→ **Extract**
►

Milan 10.21.06 at 12:19 pm

Tristan,

I think the fact that Rawls does not see his veil of ignorance argument as internationally extensible is rather important. The point of that thought experiment is to legitimate governmental authority, through the application of moral principles derived under conditions of fairness. Where no joint polity exists, this dynamic gets complicated a great deal.

I don’t believe in the “metaphysical significance of borders” but I do believe that they have huge significance in the world we occupy. Our approaches to international justice must take that into account.

Lee 10.22.06 at 8:40 pm

I’m not sure that interrogating morality is the way to analyse inequality. Rawls is ultimately a fantasist because he refuses to engage with the real world: he will only work with deracinated individuals who are stripped of their actually existing identities, interests, and beliefs. In the absence of these things, he says, people would agree to more egalitarian distribution. Sure, but that’s like saying if money grew on trees no one would be poor. If no one had identities, interests and beliefs, inequality wouldn’t be an issue. The reason we have inequality is that prevailing political and economic order enacts and legitimises a system of distribution that allocates resources unequally.

◄

→ **Task statement**
Please decide whether each statement agrees with the Rawls comments, giving yes or no and quoting the deciding words: (a) Milan holds that Rawls sees his veil of ignorance argument as internationally extensible; (b) Milan believes borders have huge significance in the world we occupy; (c) Lee calls Rawls a fantasist who refuses to engage with the real world.

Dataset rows
►

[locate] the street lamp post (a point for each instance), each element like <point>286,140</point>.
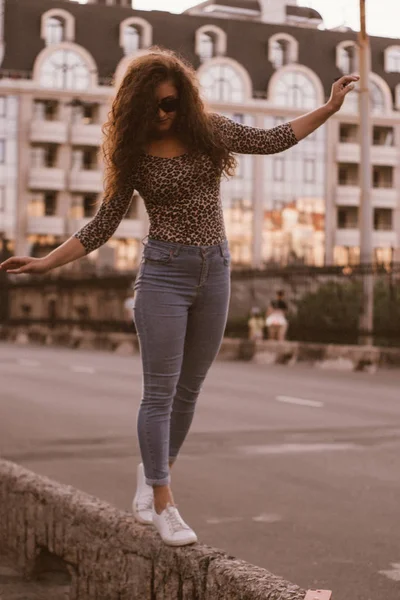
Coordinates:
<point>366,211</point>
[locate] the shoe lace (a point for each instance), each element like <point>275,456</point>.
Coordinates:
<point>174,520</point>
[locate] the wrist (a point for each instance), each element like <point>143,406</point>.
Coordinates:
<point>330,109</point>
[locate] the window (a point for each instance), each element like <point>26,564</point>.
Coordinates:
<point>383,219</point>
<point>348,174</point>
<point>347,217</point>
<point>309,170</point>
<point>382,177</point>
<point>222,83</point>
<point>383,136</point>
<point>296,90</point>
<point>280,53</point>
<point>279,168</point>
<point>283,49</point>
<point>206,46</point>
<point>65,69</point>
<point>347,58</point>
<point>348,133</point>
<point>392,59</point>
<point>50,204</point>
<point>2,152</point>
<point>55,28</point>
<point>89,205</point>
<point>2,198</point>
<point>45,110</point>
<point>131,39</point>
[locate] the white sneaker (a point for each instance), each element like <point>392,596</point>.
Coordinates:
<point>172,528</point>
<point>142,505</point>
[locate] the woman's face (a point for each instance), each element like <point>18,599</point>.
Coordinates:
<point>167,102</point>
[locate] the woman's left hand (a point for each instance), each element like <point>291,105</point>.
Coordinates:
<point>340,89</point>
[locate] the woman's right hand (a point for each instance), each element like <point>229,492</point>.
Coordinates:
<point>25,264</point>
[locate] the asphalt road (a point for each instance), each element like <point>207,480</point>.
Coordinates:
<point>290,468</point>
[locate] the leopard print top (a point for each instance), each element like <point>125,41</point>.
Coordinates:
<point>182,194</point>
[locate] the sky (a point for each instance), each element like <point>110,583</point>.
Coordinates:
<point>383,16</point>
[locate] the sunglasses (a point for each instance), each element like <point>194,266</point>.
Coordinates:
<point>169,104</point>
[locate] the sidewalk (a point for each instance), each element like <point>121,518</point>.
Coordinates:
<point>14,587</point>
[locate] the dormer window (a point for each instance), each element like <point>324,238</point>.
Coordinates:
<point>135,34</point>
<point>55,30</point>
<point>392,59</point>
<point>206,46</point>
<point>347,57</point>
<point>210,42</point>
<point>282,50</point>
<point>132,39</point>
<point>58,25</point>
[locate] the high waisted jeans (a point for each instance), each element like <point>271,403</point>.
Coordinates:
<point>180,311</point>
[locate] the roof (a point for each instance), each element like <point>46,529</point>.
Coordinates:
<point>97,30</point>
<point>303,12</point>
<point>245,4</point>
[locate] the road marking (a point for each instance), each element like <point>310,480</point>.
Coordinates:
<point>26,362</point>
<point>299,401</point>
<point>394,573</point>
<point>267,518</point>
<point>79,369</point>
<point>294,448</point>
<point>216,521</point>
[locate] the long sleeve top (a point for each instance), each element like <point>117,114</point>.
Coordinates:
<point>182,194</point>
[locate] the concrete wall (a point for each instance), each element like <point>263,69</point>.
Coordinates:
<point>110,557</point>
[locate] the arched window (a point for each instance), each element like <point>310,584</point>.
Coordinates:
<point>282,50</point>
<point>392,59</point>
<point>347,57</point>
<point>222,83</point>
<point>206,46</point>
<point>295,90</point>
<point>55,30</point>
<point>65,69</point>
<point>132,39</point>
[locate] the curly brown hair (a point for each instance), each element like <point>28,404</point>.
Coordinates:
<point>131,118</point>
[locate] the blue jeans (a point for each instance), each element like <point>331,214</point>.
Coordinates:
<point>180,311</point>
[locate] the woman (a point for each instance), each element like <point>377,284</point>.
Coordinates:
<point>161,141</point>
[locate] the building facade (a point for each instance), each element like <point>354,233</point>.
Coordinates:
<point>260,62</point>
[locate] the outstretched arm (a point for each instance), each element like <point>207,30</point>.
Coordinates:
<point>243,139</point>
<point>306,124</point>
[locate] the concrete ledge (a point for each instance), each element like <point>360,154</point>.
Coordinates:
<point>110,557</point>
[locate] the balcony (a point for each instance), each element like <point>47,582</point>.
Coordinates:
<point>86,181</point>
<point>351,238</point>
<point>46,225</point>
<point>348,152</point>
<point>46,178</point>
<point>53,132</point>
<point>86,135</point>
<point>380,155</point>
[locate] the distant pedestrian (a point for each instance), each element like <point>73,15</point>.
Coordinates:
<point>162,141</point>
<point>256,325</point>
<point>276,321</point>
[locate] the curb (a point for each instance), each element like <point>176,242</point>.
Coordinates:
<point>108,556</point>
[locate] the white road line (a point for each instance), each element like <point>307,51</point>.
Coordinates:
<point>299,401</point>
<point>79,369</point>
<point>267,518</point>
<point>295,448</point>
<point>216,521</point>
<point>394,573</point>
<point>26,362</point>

◄
►

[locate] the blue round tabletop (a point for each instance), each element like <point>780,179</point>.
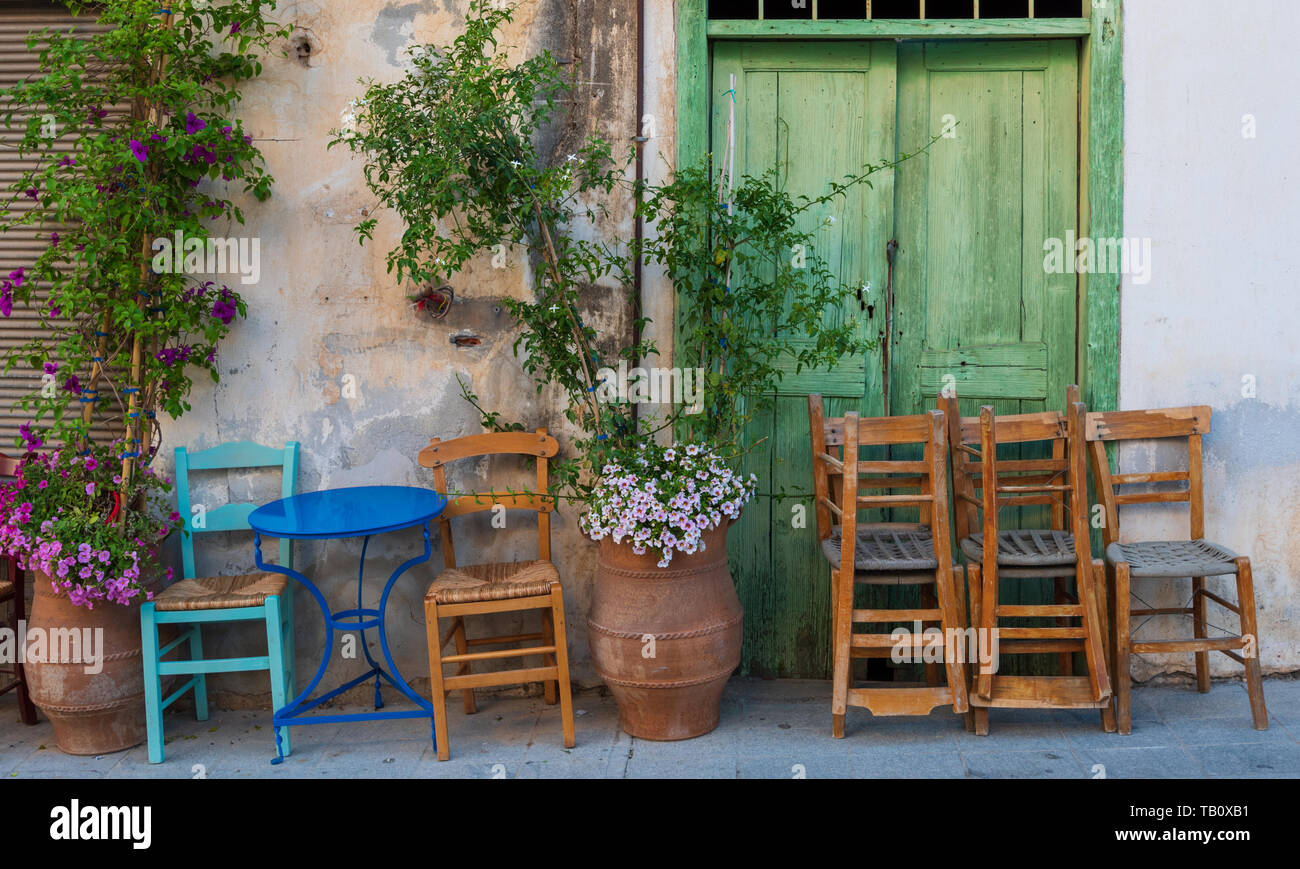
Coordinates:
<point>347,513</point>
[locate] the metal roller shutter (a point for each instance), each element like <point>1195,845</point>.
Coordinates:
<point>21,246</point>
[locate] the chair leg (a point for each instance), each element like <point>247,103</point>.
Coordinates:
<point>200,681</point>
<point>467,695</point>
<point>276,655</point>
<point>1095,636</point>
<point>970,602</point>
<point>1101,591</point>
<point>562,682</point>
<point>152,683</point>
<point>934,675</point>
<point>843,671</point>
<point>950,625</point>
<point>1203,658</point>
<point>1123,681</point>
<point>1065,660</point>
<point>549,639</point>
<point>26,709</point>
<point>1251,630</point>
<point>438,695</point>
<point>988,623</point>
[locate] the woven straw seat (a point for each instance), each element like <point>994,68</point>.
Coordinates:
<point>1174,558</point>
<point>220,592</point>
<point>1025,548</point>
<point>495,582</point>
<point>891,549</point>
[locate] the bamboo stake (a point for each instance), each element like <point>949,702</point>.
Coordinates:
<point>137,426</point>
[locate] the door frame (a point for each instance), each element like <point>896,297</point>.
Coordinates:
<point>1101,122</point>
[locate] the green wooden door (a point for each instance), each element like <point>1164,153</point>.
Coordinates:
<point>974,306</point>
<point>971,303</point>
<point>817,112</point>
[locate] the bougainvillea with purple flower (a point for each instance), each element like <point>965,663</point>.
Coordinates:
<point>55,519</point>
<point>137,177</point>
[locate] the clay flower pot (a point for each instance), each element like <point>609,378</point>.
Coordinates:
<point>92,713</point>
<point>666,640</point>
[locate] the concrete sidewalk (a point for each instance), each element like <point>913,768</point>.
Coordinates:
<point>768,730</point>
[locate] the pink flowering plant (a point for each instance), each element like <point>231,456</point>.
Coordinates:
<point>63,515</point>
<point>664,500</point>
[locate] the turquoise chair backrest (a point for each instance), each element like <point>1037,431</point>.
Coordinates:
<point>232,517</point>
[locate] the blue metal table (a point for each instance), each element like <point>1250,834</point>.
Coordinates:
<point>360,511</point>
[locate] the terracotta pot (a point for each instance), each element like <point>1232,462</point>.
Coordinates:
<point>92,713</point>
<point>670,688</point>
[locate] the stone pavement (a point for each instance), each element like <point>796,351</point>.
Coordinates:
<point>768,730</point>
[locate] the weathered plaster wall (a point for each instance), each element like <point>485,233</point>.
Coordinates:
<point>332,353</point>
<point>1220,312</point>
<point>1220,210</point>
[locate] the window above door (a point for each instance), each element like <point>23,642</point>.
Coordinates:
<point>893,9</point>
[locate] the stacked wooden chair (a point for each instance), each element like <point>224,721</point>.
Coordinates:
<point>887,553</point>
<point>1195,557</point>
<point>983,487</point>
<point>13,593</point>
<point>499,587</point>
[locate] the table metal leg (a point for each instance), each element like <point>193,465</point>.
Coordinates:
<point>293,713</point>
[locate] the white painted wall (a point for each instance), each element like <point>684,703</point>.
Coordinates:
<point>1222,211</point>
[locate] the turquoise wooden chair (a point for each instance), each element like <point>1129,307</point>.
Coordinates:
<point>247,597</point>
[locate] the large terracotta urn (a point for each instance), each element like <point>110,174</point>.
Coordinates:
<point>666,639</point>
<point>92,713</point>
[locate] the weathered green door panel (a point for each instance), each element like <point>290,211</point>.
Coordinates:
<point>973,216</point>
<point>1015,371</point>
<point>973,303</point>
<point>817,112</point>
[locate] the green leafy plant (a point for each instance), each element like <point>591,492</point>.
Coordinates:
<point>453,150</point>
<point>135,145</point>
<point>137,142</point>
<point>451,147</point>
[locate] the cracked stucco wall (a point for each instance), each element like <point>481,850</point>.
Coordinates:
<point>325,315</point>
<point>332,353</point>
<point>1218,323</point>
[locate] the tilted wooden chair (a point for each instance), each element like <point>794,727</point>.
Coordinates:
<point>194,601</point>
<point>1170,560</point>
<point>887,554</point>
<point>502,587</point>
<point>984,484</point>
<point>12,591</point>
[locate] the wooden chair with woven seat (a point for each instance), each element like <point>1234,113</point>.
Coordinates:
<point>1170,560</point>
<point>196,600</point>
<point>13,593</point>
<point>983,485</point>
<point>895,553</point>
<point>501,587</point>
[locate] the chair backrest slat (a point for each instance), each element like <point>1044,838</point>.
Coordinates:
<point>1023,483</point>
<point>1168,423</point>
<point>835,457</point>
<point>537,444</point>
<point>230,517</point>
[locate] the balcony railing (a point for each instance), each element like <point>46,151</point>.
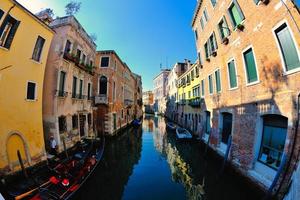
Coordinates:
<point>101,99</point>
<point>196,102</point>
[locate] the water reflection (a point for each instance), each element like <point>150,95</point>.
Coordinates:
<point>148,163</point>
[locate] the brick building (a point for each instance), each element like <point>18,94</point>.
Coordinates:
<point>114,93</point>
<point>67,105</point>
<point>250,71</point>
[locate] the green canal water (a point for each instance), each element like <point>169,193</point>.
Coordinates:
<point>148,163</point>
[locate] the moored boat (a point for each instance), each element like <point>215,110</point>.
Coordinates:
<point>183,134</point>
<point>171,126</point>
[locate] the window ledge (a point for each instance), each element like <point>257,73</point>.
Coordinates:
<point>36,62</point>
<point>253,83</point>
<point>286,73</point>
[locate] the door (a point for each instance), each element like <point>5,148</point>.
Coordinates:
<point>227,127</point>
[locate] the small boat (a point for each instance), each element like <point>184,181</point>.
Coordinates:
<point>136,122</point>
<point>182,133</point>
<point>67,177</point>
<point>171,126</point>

◄

→ **Answer**
(a) No: "Rawls does not see his veil of ignorance argument as internationally extensible"
(b) Yes: "I do believe that they have huge significance in the world we occupy"
(c) Yes: "Rawls is ultimately a fantasist because he refuses to engage with the real world"